Fragmento del texto:
Pero bueno, antes de Lita, con la ayuda de Daniel Burman pedí un crédito para hacer la película, en el 97. Me dieron un crédito chico, no alcanzaba para filmarla y entonces me fui a Salta totalmente persuadida de que por mi propia seducción iba a convencer a alguien para que pusiera la plata. Llevé prolijamente la cuenta de lo que invertí en papel haciendo estos trámites y hoy puedo decir que en esa primera etapa gasté casi cuatro mil dólares en papel y fotocopias: el guion, los presupuestos, diagnósticos de no sé qué, la historia del cine argentino… Lo que yo trataba era que el gobierno aceptara que esto era parte de una industria, que aceptaran apoyar, que me dieran reconocimiento. Estaba todo ese sistema por el que podés desviar impuestos si invertís dinero en ciertas cosas, en el agro se hace. Entonces yo quería que me reconocieran La ciénaga como algo industrial para acceder a determinados créditos y para eso tenía que partir más o menos de los hermanos Lumière. Me reuní con todo el mundo, con la gente de los cines, con todos, pero lo único que conseguí fueron cartas de adhesión. No había un mango. Para peor, yo estaba sin trabajo porque For Fai había dejado de hacerse, fue la época en la que se vendió VCC, que era la señal de TV por cable que lo producía.

Pero decidí quedarme en Salta y empezar el casting, pensando que cuando todos vieran ese movimiento alguien se iba a prender. Y con una amiga que había estudiado cine en Córdoba, que había visto mi corto y le había gustado, nos pusimos a hacer el casting. Arreglamos una especie de rancho que hay en un terreno cerca de mi casa y pusimos avisos por todos lados. Había muchos chicos y adolescentes en la película, así que teníamos que crear toda una situación de confianza, hablar con los padres, dar entrevistas.

Lista de tareas:
**A.** Según el fragmento sobre la financiación de La ciénaga, ¿cuánto gastó en papel y fotocopias en esa primera etapa?
**B.** Devuelve, tal cual, el tramo del fragmento sobre la financiación de La ciénaga que va desde "Pero decidí quedarme" hasta "padres, dar entrevistas.".

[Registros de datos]
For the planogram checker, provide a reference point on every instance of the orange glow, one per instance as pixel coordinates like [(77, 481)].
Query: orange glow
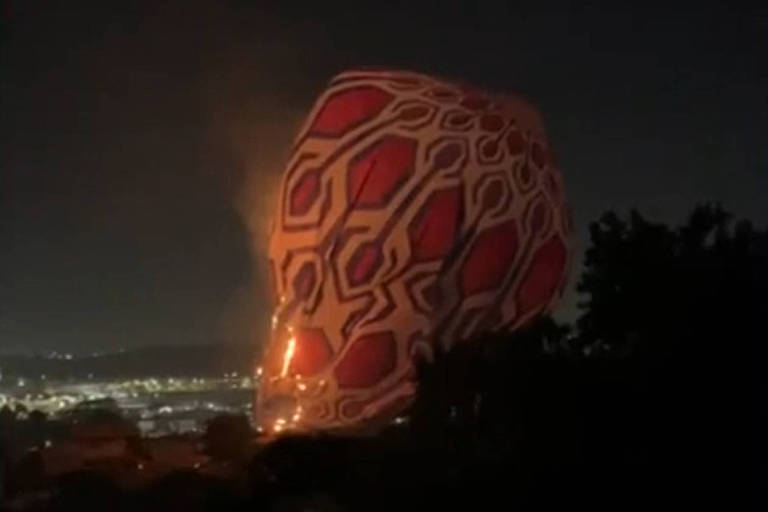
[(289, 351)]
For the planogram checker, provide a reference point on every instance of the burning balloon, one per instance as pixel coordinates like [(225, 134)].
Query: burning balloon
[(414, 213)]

...

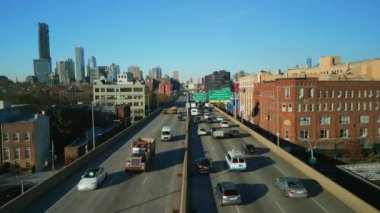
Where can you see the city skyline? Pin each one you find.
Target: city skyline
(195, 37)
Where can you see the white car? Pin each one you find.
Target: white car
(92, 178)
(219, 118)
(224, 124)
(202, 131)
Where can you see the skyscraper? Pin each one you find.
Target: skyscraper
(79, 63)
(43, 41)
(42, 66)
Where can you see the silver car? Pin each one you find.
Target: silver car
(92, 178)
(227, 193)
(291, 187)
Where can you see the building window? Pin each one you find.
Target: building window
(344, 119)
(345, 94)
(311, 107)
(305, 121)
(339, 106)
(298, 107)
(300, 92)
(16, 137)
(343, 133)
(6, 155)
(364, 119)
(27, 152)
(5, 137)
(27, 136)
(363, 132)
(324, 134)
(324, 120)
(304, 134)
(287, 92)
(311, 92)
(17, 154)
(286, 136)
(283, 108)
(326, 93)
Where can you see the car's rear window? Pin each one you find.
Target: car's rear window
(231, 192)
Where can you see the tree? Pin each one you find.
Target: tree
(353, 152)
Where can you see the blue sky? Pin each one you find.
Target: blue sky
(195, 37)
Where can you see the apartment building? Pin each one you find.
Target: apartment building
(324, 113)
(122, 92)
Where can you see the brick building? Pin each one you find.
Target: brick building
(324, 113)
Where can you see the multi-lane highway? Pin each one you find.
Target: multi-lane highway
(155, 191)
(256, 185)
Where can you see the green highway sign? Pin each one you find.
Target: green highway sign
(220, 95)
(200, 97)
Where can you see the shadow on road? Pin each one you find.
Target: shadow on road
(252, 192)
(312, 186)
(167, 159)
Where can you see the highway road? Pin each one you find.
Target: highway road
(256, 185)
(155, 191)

Las respuestas:
**A.** Casi cuatro mil dólares.

**B.**
Pero decidí quedarme en Salta y empezar el casting, pensando que cuando todos vieran ese movimiento alguien se iba a prender. Y con una amiga que había estudiado cine en Córdoba, que había visto mi corto y le había gustado, nos pusimos a hacer el casting. Arreglamos una especie de rancho que hay en un terreno cerca de mi casa y pusimos avisos por todos lados. Había muchos chicos y adolescentes en la película, así que teníamos que crear toda una situación de confianza, hablar con los padres, dar entrevistas.